> Short problem 1
According to the news item on the ARTBA Foundation's 2017 Transportation Development Hall of Fame honorees, in what year was the Hall of Fame launched?

> Document passage
========
/ News / ARTBA Foundation Announces 2017 Transportation Development Hall of Fame Honorees

ARTBA Foundation Announces 2017 Transportation Development Hall of Fame Honorees

Parul Dubey on December 18, 2017 - in News, People

(WASHINGTON) – A Massachusetts transportation contractor, a Virginia-based engineer, and the long-time chief of the federal Bureau of Public Roads are the 2017 inductees for the American Road & Transportation Builders Association (ARTBA) Foundation’s “Transportation Development Hall of Fame.” 
 
Launched in 2010, the “Hall of Fame” honors individuals or families from the public and private sectors who have made extraordinary contributions to U.S. transportation development during their careers. A committee of judges comprised of construction industry journalists annually reviews nominees in two categories: 

  • Transportation Design & Construction Industry Innovators: Honors the men and women who discovered or created a “game changing” product or process that significantly advanced transportation design, construction and/or safety.  It seeks to honor the original innovator.
========
> Data for this exercise
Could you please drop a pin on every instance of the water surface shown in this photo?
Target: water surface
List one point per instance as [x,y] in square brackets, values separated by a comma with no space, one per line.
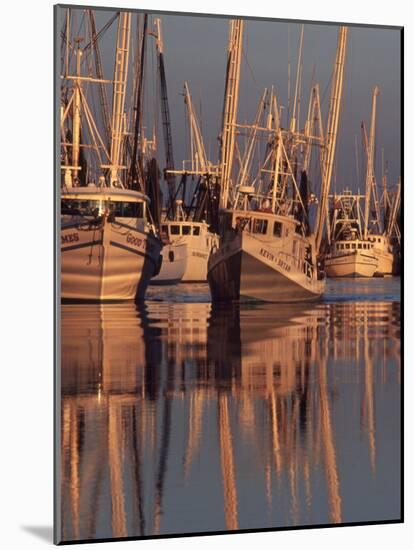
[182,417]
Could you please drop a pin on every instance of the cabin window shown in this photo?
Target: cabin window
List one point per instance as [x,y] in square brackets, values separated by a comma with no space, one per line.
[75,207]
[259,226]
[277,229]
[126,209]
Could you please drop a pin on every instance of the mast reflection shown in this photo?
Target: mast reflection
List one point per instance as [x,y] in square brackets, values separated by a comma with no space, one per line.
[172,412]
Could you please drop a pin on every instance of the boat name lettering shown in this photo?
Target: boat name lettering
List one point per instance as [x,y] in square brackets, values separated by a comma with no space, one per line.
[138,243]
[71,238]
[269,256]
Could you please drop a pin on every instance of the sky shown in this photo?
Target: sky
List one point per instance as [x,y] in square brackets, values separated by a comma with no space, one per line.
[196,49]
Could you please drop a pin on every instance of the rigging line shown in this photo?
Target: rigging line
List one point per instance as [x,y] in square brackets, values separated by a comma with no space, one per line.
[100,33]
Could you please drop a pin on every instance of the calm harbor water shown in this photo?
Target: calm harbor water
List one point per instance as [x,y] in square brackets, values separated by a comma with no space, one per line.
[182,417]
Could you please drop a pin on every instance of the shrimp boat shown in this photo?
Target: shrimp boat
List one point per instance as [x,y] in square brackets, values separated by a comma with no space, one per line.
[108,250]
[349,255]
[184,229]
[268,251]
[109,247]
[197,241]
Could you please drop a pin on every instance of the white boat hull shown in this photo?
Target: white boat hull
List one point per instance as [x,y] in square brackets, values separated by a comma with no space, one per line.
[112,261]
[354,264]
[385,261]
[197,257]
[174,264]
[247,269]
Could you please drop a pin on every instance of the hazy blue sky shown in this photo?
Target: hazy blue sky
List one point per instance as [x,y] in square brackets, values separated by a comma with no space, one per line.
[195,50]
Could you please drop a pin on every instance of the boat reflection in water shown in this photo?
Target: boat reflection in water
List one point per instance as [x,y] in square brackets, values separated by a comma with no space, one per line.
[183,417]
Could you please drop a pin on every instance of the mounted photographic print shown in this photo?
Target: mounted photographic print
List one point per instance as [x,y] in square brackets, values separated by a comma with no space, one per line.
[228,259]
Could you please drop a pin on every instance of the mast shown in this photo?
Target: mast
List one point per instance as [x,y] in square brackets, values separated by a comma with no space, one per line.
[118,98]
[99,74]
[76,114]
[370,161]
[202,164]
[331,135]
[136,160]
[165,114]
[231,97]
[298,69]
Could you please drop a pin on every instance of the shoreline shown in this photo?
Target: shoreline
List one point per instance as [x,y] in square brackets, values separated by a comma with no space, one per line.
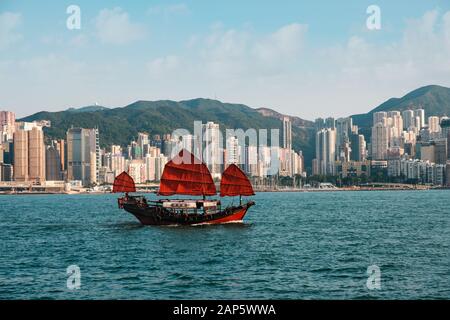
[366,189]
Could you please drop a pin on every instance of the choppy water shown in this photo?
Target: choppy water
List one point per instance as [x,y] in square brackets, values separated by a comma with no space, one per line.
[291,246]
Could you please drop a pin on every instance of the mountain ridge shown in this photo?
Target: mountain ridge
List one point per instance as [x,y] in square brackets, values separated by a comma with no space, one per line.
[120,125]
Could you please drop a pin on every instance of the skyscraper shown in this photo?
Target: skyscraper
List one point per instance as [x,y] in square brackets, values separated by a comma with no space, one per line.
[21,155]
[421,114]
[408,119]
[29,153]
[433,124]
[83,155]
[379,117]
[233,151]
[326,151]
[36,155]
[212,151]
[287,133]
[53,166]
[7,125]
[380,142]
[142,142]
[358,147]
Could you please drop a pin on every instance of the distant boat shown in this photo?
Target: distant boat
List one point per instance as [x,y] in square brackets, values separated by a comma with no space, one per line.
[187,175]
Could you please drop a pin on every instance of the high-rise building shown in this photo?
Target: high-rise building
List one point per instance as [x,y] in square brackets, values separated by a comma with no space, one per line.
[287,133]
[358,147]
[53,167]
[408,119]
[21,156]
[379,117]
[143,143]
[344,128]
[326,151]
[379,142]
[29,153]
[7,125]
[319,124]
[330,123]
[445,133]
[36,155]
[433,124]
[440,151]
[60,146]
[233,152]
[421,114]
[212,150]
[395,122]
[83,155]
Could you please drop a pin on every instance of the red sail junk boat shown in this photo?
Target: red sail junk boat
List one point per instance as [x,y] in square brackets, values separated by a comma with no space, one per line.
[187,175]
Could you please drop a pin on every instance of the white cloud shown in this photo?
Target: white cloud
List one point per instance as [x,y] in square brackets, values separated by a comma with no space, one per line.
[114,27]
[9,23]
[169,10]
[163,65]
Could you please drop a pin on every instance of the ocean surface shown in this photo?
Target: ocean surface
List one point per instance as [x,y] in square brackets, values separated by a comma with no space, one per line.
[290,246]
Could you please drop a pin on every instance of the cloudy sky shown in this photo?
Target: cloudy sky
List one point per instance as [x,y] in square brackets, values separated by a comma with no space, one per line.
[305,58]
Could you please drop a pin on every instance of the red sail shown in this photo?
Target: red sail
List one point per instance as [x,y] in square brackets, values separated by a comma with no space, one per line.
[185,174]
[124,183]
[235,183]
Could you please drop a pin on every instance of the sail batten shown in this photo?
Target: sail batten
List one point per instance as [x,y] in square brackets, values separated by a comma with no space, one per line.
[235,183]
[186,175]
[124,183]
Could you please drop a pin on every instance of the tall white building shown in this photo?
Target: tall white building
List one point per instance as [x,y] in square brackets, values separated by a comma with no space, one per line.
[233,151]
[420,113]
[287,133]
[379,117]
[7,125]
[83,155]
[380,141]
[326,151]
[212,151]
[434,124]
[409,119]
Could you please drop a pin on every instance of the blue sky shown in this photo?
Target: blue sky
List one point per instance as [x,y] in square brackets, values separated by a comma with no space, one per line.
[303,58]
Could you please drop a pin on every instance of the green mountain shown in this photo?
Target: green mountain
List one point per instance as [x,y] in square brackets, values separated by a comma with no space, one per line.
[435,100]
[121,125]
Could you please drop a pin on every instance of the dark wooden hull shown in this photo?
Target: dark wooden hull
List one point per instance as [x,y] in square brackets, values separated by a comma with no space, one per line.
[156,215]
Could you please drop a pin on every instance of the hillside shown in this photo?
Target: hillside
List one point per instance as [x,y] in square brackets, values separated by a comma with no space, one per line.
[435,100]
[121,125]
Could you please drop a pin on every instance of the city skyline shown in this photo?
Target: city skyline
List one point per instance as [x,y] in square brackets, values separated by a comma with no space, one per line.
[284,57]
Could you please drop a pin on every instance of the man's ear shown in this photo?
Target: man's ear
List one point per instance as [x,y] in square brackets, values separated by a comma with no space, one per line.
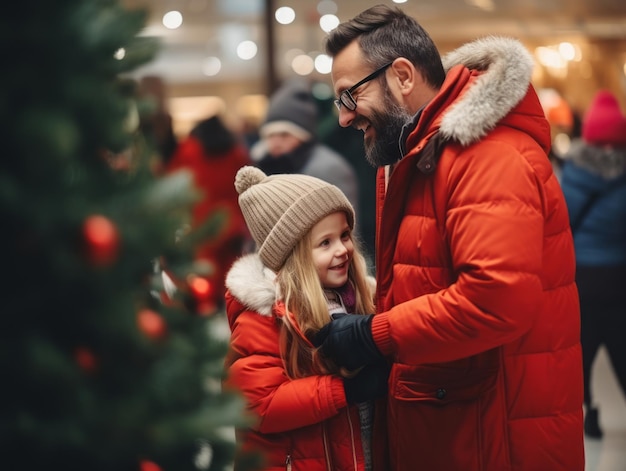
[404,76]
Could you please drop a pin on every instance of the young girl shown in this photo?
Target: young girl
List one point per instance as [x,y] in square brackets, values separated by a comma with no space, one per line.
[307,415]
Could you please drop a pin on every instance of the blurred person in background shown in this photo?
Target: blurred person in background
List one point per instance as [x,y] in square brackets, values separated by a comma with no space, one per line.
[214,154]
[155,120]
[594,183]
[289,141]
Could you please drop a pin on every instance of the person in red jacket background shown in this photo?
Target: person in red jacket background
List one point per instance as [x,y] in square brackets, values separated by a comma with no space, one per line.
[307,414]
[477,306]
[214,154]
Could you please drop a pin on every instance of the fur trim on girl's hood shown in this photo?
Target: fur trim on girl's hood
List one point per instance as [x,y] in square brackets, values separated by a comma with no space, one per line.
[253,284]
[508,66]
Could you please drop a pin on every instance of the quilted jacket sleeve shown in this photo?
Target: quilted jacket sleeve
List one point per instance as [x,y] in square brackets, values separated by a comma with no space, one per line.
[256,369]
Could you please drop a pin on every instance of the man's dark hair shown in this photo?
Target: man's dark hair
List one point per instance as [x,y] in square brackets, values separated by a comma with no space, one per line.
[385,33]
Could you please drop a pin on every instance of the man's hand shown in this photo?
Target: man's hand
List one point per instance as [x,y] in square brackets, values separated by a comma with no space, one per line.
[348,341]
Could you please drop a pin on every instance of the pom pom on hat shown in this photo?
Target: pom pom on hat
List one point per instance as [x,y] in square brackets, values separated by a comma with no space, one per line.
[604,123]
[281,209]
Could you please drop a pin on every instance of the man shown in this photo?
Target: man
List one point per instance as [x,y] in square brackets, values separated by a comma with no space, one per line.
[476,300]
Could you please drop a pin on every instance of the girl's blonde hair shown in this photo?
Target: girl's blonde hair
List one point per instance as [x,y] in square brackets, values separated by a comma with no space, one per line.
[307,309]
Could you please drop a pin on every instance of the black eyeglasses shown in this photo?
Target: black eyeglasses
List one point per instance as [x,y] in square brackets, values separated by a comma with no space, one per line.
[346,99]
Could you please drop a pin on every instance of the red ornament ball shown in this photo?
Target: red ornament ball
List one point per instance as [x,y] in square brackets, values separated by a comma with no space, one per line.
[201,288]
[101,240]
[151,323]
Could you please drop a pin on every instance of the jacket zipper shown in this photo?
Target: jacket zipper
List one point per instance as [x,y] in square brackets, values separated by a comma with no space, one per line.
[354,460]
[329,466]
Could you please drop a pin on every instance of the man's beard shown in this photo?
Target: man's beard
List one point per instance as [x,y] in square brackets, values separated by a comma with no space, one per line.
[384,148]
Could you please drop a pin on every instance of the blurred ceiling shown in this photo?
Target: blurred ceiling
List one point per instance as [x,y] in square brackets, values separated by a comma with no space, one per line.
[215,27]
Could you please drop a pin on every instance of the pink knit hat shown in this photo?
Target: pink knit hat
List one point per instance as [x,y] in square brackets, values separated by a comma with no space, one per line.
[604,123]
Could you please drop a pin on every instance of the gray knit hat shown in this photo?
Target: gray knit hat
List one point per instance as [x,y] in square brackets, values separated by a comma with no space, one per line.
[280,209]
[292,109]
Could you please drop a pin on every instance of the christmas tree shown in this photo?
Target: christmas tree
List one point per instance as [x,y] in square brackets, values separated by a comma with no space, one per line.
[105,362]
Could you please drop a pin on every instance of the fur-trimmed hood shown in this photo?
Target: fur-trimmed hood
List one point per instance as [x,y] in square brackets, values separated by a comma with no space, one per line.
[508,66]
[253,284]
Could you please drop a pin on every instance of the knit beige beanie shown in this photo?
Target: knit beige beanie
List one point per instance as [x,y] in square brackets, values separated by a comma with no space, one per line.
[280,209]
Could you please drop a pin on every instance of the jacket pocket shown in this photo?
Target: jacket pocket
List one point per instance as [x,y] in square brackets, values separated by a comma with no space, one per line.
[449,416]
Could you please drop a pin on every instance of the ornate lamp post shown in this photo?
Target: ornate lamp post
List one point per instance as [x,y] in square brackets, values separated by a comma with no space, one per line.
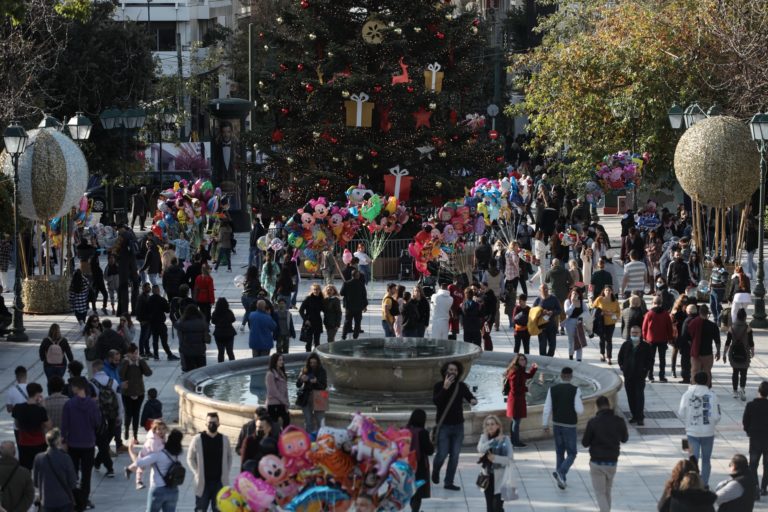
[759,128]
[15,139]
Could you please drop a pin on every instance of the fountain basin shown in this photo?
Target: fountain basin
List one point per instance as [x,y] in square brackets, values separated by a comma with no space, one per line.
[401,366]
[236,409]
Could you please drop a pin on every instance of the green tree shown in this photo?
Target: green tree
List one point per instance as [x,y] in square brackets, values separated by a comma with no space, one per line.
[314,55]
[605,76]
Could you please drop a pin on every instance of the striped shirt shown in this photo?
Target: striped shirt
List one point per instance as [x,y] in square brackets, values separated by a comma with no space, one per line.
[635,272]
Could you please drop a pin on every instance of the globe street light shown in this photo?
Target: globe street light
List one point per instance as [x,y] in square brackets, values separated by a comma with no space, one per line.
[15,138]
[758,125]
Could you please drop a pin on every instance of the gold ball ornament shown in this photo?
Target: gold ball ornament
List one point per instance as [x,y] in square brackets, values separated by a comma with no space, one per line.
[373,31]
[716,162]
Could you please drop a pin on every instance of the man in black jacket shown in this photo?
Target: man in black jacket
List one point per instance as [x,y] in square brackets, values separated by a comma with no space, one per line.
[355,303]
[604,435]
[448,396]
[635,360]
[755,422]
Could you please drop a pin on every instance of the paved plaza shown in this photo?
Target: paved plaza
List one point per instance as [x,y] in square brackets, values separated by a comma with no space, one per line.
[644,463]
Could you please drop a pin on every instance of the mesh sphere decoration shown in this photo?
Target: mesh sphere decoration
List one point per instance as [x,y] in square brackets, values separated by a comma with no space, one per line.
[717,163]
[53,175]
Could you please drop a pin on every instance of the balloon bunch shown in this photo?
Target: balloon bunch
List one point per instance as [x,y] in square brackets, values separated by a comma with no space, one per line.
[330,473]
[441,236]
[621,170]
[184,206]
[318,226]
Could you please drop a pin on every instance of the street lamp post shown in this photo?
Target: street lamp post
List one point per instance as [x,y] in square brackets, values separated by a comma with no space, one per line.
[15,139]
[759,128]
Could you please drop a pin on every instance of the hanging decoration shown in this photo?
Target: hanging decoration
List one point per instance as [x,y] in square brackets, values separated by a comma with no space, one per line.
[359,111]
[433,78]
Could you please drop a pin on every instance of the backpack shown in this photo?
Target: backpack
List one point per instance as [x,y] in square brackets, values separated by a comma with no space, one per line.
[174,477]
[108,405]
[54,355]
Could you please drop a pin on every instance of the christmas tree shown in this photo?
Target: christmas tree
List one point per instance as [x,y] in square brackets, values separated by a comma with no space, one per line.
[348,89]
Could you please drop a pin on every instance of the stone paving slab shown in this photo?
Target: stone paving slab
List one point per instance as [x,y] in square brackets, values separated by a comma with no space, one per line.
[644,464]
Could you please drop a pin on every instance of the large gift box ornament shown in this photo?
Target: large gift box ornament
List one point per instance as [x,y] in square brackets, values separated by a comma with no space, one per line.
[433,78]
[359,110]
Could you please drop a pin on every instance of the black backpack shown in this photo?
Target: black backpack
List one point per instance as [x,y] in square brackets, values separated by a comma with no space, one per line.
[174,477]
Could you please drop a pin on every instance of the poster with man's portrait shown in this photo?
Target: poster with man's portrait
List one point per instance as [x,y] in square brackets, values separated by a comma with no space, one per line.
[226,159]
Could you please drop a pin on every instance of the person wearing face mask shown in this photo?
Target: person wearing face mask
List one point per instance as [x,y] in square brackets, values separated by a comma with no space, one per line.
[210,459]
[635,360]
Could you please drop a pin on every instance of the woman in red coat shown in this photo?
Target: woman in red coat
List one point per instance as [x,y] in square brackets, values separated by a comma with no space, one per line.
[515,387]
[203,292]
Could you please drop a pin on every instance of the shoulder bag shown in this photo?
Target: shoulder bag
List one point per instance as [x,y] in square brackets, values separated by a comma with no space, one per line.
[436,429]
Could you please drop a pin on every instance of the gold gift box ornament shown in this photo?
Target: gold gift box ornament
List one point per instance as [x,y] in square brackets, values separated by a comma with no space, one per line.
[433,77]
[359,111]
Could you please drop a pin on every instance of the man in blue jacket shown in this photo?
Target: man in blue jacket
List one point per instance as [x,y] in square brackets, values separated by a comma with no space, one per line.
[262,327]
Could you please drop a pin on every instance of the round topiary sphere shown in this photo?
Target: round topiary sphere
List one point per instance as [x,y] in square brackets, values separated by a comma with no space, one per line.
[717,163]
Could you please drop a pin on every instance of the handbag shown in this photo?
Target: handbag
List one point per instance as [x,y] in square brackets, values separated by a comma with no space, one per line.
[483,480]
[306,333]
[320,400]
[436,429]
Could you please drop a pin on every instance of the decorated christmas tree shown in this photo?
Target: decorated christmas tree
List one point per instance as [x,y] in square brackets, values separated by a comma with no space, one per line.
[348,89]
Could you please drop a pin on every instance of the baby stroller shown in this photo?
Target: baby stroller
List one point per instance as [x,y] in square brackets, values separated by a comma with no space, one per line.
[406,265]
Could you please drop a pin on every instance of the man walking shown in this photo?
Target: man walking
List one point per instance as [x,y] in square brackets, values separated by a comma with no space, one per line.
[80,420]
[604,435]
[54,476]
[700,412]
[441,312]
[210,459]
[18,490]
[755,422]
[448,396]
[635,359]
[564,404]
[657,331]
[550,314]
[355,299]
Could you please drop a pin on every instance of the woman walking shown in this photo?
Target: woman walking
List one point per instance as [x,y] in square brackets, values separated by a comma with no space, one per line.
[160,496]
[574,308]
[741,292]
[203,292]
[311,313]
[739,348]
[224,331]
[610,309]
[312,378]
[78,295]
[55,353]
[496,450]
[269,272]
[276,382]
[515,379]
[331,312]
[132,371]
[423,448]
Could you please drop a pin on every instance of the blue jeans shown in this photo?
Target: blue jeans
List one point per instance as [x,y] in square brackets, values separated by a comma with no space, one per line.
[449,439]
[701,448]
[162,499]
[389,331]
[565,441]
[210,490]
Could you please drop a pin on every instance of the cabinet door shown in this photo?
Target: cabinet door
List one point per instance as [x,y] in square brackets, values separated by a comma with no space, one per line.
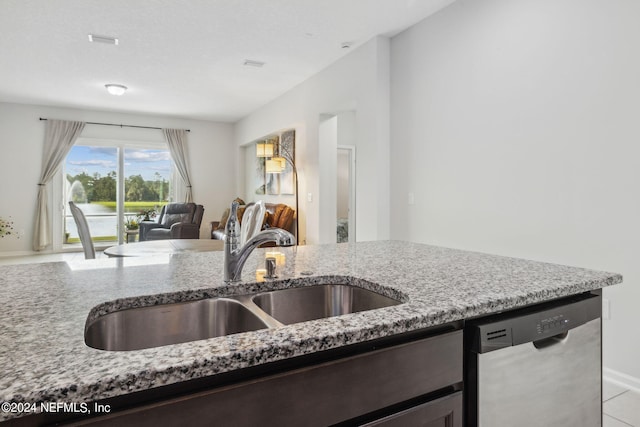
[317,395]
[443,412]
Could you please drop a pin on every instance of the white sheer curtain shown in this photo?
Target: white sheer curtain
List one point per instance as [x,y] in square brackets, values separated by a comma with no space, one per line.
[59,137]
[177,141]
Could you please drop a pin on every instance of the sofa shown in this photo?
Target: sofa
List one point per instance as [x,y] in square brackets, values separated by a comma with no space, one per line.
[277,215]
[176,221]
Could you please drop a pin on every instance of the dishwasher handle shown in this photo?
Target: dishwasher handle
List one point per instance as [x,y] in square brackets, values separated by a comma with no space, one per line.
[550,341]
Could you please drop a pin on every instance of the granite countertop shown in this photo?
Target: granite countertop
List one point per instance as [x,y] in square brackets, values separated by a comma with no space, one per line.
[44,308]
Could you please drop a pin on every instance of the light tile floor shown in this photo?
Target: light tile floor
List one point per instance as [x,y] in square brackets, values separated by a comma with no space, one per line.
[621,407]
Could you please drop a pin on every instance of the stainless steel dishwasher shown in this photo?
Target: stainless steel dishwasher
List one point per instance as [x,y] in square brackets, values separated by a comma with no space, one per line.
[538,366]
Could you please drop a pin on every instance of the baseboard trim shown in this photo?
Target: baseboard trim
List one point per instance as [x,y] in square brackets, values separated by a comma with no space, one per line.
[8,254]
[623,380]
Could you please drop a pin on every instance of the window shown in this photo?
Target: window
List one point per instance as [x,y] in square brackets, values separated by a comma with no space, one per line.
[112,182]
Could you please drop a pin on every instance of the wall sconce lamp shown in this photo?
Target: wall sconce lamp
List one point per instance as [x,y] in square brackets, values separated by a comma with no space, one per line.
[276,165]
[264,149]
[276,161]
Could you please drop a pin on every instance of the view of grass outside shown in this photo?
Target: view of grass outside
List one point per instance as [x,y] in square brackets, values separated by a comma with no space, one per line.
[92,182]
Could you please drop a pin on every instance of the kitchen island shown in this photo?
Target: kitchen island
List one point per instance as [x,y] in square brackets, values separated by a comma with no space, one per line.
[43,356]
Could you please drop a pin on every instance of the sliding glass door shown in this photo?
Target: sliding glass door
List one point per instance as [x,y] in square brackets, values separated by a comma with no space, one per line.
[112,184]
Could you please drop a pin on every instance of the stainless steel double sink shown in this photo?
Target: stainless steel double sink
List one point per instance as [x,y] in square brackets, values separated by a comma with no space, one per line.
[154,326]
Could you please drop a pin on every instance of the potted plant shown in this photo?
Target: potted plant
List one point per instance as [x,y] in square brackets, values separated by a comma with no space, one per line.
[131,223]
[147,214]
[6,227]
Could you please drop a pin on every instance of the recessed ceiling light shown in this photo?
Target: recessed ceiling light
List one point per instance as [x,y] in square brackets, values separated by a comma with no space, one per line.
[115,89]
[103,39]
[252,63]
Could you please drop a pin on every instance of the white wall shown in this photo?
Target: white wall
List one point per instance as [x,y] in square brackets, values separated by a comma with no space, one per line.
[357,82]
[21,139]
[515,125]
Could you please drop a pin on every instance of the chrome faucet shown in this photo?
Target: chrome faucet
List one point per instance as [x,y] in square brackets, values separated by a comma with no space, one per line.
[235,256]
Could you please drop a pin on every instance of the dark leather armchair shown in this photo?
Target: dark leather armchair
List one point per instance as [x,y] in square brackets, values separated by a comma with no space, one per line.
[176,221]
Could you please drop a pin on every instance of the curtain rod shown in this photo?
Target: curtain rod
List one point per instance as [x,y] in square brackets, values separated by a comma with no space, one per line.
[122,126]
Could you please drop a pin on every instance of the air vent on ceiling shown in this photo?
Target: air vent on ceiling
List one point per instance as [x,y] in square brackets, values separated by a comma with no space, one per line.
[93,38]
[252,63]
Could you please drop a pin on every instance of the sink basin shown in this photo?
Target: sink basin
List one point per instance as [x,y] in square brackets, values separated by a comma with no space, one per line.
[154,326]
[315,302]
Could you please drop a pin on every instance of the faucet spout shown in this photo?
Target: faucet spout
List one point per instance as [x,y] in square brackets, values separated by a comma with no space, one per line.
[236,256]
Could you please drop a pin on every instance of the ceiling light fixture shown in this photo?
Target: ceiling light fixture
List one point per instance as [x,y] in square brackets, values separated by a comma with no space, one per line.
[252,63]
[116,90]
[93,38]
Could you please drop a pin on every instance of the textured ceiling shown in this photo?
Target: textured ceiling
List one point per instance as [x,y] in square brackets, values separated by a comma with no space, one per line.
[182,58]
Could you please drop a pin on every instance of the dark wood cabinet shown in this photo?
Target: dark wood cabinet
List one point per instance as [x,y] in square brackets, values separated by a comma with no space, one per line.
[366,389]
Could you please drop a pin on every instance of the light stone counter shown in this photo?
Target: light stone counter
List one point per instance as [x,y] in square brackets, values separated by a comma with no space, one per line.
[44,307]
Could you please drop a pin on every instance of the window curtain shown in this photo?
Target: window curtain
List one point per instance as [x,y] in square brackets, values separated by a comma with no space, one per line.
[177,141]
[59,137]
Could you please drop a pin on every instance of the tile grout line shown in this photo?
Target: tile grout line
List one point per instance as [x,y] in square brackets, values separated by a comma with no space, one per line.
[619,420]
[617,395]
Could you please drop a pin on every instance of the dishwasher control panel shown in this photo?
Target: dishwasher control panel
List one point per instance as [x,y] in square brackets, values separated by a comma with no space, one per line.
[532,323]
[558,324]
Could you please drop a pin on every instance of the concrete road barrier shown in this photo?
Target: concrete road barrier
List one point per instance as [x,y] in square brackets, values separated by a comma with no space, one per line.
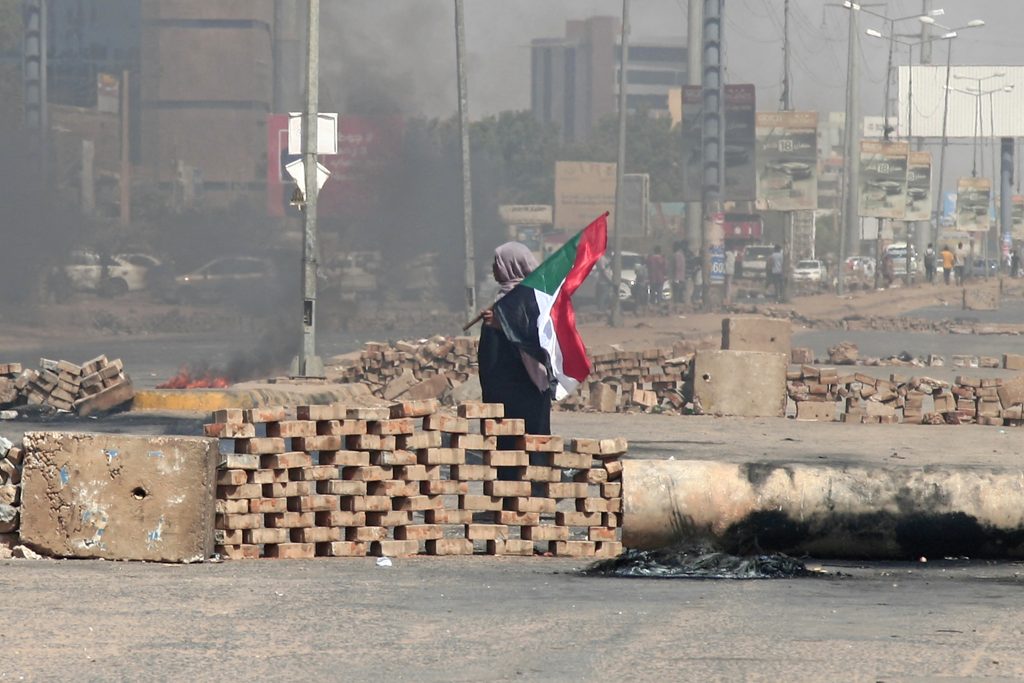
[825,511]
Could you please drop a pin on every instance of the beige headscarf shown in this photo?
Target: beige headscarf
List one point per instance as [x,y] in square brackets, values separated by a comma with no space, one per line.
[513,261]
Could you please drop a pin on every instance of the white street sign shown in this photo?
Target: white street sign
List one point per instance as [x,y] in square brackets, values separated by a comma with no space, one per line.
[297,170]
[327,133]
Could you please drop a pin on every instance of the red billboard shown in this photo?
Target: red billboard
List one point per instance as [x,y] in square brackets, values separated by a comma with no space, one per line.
========
> Short problem 2
Extract every line of the records above that contains the string "skyscraper".

> Expected answer 1
2010

> Expected answer 2
Could you please drop a pin on every instance of the skyscraper shown in this photo?
Target: skyscraper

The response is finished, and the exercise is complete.